+++ Data to process

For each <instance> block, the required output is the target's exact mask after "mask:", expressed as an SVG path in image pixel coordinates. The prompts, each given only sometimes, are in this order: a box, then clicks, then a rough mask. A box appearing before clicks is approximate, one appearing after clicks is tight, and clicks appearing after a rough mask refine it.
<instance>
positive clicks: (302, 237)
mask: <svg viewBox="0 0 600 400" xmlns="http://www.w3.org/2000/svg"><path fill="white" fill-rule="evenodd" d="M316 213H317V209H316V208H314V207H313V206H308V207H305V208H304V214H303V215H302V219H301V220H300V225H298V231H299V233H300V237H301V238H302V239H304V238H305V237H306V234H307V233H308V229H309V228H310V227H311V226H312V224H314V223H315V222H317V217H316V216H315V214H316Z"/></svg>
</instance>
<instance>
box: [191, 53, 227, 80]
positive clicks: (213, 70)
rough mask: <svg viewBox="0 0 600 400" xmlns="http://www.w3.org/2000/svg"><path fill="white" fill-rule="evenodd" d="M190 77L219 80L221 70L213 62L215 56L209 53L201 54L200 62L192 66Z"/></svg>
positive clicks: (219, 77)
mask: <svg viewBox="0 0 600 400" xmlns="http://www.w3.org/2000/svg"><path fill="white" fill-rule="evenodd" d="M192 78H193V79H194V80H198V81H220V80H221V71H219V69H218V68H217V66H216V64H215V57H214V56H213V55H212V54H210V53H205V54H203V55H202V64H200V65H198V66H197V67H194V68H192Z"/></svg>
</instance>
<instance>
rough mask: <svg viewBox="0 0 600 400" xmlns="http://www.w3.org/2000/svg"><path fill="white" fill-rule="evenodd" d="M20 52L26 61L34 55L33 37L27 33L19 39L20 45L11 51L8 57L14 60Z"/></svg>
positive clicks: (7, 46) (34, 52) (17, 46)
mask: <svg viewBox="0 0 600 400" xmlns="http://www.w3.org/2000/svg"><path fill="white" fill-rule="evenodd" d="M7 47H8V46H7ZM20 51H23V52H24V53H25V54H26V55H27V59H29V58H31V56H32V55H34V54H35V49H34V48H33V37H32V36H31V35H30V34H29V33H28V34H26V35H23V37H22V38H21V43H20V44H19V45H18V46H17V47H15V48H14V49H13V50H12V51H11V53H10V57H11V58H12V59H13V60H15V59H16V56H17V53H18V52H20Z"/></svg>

++++++

**Work instructions:** Write each record above out again exactly as it reads.

**Result of the exercise:**
For each <instance> block, the required output is the target's exact mask after "mask:", expressed as an SVG path in image pixel coordinates. The prompts, each given only sometimes, are in this order: a box, then clicks, then a rough mask. A box appearing before clicks is approximate, one appearing after clicks is tight, and clicks appearing after a rough mask refine it.
<instance>
positive clicks: (302, 237)
mask: <svg viewBox="0 0 600 400" xmlns="http://www.w3.org/2000/svg"><path fill="white" fill-rule="evenodd" d="M316 213H317V209H316V208H314V207H313V206H308V207H305V208H304V214H303V215H302V219H301V220H300V225H298V231H299V233H300V237H301V238H302V239H304V238H305V237H306V234H307V233H308V229H309V228H310V227H311V226H312V224H314V223H315V222H317V217H316V216H315V214H316Z"/></svg>
</instance>
<instance>
box: [191, 53, 227, 80]
positive clicks: (213, 70)
rough mask: <svg viewBox="0 0 600 400" xmlns="http://www.w3.org/2000/svg"><path fill="white" fill-rule="evenodd" d="M190 77L219 80L221 70L213 62L215 56L209 53L201 54L200 62L192 66Z"/></svg>
positive clicks: (219, 77)
mask: <svg viewBox="0 0 600 400" xmlns="http://www.w3.org/2000/svg"><path fill="white" fill-rule="evenodd" d="M192 78H193V79H194V80H198V81H220V80H221V71H219V69H218V68H217V66H216V64H215V57H214V56H213V55H212V54H210V53H205V54H203V55H202V64H200V65H198V66H197V67H194V68H192Z"/></svg>
</instance>
<instance>
rough mask: <svg viewBox="0 0 600 400" xmlns="http://www.w3.org/2000/svg"><path fill="white" fill-rule="evenodd" d="M20 52L26 61L34 55L33 37L27 33L19 39L20 45L11 51L8 57L14 60Z"/></svg>
positive clicks: (7, 46) (34, 52) (17, 46)
mask: <svg viewBox="0 0 600 400" xmlns="http://www.w3.org/2000/svg"><path fill="white" fill-rule="evenodd" d="M7 47H8V46H7ZM20 51H23V52H24V53H25V54H26V55H27V59H29V58H31V56H32V55H34V54H35V49H34V48H33V37H32V36H31V35H30V34H29V33H28V34H26V35H23V37H22V38H21V43H20V44H19V45H18V46H17V47H15V48H14V49H13V50H12V51H11V53H10V57H11V58H12V59H13V60H15V59H16V56H17V53H18V52H20Z"/></svg>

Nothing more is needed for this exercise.